#### [EXERCISE AIM]
Exactly and in full, give the records again.

#### [RECORDS FOR THE TASK]
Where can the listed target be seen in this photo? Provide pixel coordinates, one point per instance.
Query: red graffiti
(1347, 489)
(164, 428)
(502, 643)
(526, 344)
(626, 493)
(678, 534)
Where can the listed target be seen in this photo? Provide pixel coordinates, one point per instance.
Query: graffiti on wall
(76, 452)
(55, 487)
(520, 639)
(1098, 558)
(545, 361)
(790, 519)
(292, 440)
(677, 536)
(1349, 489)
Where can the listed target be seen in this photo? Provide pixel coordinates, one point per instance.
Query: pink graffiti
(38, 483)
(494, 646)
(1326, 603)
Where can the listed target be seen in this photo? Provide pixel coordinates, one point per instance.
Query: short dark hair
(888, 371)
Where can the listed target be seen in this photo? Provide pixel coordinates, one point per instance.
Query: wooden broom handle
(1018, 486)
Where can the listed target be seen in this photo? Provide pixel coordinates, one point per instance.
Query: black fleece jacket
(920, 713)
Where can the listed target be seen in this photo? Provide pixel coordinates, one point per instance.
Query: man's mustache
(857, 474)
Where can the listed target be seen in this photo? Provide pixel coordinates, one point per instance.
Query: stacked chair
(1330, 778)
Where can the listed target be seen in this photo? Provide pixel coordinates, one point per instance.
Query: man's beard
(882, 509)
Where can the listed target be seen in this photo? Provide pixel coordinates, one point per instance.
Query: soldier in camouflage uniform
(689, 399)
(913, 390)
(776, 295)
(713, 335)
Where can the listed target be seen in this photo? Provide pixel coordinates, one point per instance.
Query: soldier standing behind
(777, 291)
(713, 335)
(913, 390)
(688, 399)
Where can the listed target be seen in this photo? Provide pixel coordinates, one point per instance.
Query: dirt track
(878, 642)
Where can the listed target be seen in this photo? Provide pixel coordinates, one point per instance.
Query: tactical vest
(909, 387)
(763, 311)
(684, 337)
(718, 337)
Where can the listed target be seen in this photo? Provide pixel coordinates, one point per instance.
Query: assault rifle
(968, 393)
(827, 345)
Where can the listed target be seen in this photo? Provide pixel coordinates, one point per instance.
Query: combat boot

#### [ANSWER SPACE]
Where can the listed target be seen in this photo? Provide pixel coordinates, one point per instance.
Query: red graffiti
(1347, 489)
(164, 428)
(502, 643)
(526, 344)
(626, 493)
(678, 534)
Where can the listed target be seen in this photo? Provide pixel coordinates, one point per instance.
Query: graffiti on wall
(76, 452)
(55, 487)
(520, 639)
(1098, 558)
(545, 361)
(790, 519)
(292, 440)
(677, 536)
(1349, 489)
Where can the listed target be seen in this photo? Provide pixel coordinates, one point per instance.
Query: pink graffiti
(38, 483)
(494, 646)
(1326, 603)
Where can the listed target be seen in this photo? Provide pixel coordinates, one point per instance.
Query: short dark hair
(888, 371)
Where can the listed target be seen in this photo? Provide pixel coordinates, one point per instance.
Query: wooden broom handle
(1018, 486)
Where can the listed target be seen in this photo? Provide pixel coordinates, one point per instance.
Query: black fleece jacket
(920, 713)
Where can the listed target be seen in this photo? Provide pixel coordinates, one point per instance.
Query: man's mustache
(857, 474)
Where can the listed target be seen in this photo? Provide pixel coordinates, one point per instance.
Query: stacked chair
(1330, 778)
Where can the listed target be seen in this photo? Provide pixel coordinates, one point per instance.
Query: man's beard
(882, 509)
Where can the listed target be seen in this photo? Provide pixel coordinates, one point per instance.
Query: soldier in camouflage uniform
(689, 399)
(913, 390)
(776, 295)
(713, 335)
Where can the listed target be seen in this photo? Provide pixel coordinates, one point per instance.
Query: soldier standing behind
(777, 291)
(713, 335)
(913, 390)
(688, 399)
Where can the listed target be seen in this photo? Provide pixel coordinates, one point per instance.
Query: dirt track
(878, 642)
Where can the listed target be seen in this photo? Provide pixel coordinates, one point per instance.
Query: tactical vest
(909, 387)
(763, 311)
(684, 337)
(718, 337)
Where can the listed target be seen in this photo? Provide pixel coordinates, one point per instance.
Query: assault rifle
(968, 393)
(827, 345)
Where can the listed target be seen in this photo? Provide pixel coordinates, one point per instance.
Query: combat boot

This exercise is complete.